PROVIDED DATA
• • • •

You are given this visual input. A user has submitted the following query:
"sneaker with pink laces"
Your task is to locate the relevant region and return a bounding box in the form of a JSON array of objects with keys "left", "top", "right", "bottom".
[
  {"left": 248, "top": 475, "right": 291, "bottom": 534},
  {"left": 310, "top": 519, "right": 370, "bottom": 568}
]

• • • •

DO THIS
Write out each of the records above word for word, keeping every line unchanged.

FULL OUTPUT
You are given this visual input. A user has submitted the following query:
"sneaker with pink laces"
Your task is to locate the relevant region and return a bounding box in the form of a JSON array of objects with keys "left", "top", "right", "bottom".
[
  {"left": 248, "top": 475, "right": 291, "bottom": 534},
  {"left": 310, "top": 519, "right": 370, "bottom": 568}
]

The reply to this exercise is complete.